ARTICLE —
When scans are reasonable:

  • The table is small (few pages).
  • The filter matches a large fraction of rows (low selectivity), so you’d end up reading most pages anyway.
  • You need to touch most rows for an aggregate (e.g., COUNT(*) over the whole table).

Access path 2: indexed lookup

An index is a separate data structure that lets the database find rows by key without scanning the whole table.

CREATE INDEX idx_orders_order_id ON orders(order_id);

Now the same query can use the index:

SELECT * FROM orders WHERE order_id = 12345;

Step-by-step mental execution for an indexed lookup:

  • Navigate the index to find the entry for key 12345 (typically a small number of index page reads).
  • Follow the pointer from the index entry to the row location in the table (or directly to the row, depending on the storage engine).
  • Fetch the row from the table page and return it.

The key difference: instead of reading many table pages, the engine reads a few index pages plus (often) one table page.

What an index really is: a mapping from key values to row locations

Conceptually, an index stores pairs like:

(key_value) -> (row_location)

For example:

(12345) -> (page 812, slot 17)

Most general-purpose databases implement indexes as balanced trees (commonly B-tree variants) for equality and range lookups. The important idea is not the exact structure, but the behavior:

  • Fast equality lookup: find rows where order_id = ?.
  • Fast range lookup: find rows where created_at BETWEEN ... or order_id > ?.
  • Ordered traversal: read keys in sorted order without sorting the whole table.

Because the index is separate from the table, it has its own storage cost and must be maintained when rows are inserted, updated, or deleted.

What “faster” usually means in practice

When people say an index makes a query faster, they typically mean one or more of these improvements:

  • Fewer page reads (I/O): fewer table pages need to be loaded from disk/SSD into memory.
  • Less CPU: fewer rows must be examined and fewer comparisons performed.
  • Less sorting: the index order can satisfy ORDER BY without an explicit sort step.
  • Less work during joins: indexes can reduce the number of rows considered and speed up matching.

Note that “faster” is not guaranteed. If the filter matches most rows, the engine may still prefer a scan because scanning sequential pages can be cheaper than many random lookups.

A practical mental model: common query execution steps and where indexes help

Many queries can be understood as a pipeline of operations. Thinking in these steps helps you predict whether an index can help and where.

1) Filtering (WHERE)

Filtering reduces rows based on conditions.

SELECT * FROM orders WHERE status = 'PAID';

How an index can help:

  • If there is an index on status, the engine can jump directly to the entries for 'PAID' instead of scanning all rows.
  • If 'PAID' is very common (e.g., 90% of rows), the index may not help much; the engine might still read most table pages.

Step-by-step with an index on status:

  • Find the key 'PAID' in the index.
  • Read the matching row pointers (possibly many).
  • Fetch corresponding table rows (or avoid fetching if the index contains all needed columns; see “covering” below).

2) Joining (JOIN)

Joins combine rows from two tables based on a match condition.

SELECT o.order_id, c.name, o.total_cents FROM orders o JOIN customers c ON c.customer_id = o.customer_id WHERE o.created_at >= '2026-01-01';

Where indexes help:

  • Join key lookups: an index on customers(customer_id) helps find the matching customer for each order.

DATA RECORDS —
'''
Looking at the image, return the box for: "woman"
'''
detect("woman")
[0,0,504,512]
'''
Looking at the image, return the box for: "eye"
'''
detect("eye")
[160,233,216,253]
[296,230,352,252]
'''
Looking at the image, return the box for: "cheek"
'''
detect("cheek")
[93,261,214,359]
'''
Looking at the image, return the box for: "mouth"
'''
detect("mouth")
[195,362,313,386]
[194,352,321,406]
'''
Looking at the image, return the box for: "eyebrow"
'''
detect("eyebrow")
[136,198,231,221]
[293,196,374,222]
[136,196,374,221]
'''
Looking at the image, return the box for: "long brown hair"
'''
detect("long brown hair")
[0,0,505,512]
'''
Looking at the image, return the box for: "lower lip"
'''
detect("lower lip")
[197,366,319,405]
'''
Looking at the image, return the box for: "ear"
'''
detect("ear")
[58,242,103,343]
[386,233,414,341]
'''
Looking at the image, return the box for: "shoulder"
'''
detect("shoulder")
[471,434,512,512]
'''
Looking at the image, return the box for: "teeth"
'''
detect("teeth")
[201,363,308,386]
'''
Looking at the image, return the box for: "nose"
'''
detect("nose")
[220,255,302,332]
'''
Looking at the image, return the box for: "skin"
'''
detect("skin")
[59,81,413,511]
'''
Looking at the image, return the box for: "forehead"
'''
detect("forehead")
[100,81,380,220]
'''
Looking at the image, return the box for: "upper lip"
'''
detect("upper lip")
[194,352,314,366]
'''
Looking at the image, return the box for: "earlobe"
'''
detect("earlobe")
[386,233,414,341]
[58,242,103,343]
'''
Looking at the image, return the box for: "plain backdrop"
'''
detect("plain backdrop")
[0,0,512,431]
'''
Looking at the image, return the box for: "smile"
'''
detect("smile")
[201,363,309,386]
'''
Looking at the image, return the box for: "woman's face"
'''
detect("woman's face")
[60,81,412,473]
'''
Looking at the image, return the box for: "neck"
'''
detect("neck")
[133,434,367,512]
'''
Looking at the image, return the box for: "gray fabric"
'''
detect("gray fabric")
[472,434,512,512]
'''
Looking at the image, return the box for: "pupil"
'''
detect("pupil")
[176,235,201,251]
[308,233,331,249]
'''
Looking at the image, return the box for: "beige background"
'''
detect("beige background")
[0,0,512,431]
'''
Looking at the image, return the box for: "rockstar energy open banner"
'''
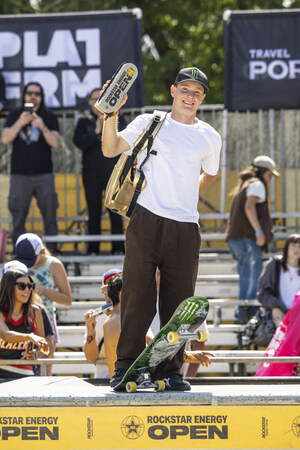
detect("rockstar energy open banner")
[0,406,300,450]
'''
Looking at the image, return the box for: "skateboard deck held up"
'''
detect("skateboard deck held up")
[114,297,209,392]
[94,63,138,116]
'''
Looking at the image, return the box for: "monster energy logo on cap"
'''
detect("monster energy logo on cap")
[174,67,208,93]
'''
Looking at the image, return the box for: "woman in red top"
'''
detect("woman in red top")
[0,268,49,378]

GIVEN REQUEST 1 — Please return the passage on database indexes word for word, starting with "SELECT * FROM orders WHERE order_id" and going on through "the storage engine).".
GIVEN REQUEST 2 — For each statement, say whether the passage on database indexes agrees with it. Answer yes or no and quote the deciding words. (a) An index must be kept up to date when rows are inserted, updated, or deleted. (b) An index always makes a query faster. (c) Most general-purpose databases implement indexes as hash tables.

WRITTEN SOLUTION 1 —
SELECT * FROM orders WHERE order_id = 12345;

Step-by-step mental execution for an indexed lookup:

  • Navigate the index to find the entry for key 12345 (typically a small number of index page reads).
  • Follow the pointer from the index entry to the row location in the table (or directly to the row, depending on the storage engine).

WRITTEN SOLUTION 2 —
(a) Yes: "must be maintained when rows are inserted, updated, or deleted."
(b) No: "Note that “faster” is not guaranteed."
(c) No: "Most general-purpose databases implement indexes as balanced trees (commonly B-tree variants)"